[Some records]
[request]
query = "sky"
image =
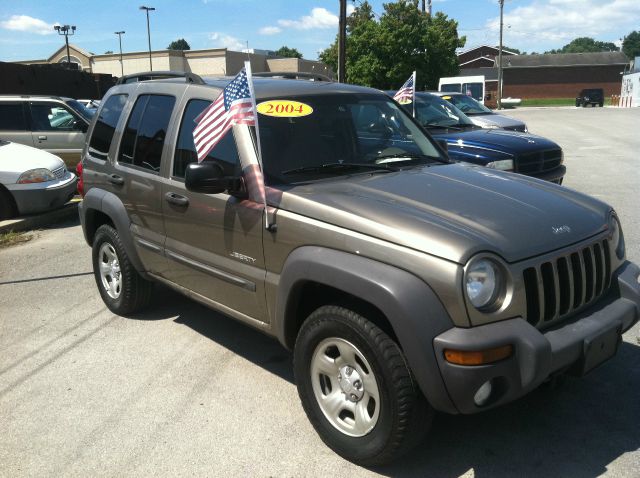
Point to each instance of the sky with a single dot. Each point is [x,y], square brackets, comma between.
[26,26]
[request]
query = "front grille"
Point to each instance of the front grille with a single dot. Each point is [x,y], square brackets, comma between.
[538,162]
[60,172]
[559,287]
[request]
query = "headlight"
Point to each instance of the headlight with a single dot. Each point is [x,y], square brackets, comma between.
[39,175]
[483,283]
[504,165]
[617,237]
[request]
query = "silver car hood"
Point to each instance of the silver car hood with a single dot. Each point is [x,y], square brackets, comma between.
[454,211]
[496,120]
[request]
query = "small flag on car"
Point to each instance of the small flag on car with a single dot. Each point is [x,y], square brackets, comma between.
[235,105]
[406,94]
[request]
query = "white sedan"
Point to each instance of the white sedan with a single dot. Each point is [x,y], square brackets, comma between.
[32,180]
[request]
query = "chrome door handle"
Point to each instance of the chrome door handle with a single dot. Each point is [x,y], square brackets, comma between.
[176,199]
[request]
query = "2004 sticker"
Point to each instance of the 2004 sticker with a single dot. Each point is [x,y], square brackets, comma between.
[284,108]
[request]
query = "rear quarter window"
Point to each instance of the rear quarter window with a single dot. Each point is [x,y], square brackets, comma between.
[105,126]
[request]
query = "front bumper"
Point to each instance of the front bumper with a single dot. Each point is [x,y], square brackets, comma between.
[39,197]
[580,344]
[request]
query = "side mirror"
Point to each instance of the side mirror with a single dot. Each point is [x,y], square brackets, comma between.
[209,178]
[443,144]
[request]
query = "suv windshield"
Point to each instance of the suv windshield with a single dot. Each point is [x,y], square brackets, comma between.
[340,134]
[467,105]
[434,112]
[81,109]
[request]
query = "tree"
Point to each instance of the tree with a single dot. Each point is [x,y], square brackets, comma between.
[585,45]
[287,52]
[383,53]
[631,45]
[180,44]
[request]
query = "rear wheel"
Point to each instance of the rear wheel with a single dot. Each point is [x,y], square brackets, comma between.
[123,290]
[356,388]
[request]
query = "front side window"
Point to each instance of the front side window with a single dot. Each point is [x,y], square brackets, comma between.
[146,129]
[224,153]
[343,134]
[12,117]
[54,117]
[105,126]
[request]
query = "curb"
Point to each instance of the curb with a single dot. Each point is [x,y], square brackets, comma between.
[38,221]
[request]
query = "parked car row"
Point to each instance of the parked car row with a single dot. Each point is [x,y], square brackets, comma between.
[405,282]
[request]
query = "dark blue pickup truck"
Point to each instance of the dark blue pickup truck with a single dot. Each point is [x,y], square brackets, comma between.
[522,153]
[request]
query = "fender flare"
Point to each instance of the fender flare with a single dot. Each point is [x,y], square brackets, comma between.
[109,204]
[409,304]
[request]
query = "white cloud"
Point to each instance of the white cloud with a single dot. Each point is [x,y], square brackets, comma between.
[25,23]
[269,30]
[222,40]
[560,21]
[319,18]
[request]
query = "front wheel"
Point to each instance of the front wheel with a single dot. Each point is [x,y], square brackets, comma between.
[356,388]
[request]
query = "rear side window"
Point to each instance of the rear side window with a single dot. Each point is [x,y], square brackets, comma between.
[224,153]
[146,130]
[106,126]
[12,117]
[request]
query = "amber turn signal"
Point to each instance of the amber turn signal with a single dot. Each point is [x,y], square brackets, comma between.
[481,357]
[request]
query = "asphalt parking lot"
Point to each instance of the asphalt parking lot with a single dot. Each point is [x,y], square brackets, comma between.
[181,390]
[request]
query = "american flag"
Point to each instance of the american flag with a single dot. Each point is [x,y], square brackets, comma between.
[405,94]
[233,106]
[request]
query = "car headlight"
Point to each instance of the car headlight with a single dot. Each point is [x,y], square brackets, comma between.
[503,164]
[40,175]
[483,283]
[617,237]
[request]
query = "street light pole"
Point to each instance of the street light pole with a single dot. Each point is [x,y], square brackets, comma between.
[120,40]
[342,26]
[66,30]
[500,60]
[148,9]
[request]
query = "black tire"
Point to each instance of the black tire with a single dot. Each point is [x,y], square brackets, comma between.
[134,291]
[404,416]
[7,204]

Written task: Count the lines in the records above that contain the string "small", and give only the number.

Solution to this exercise: 2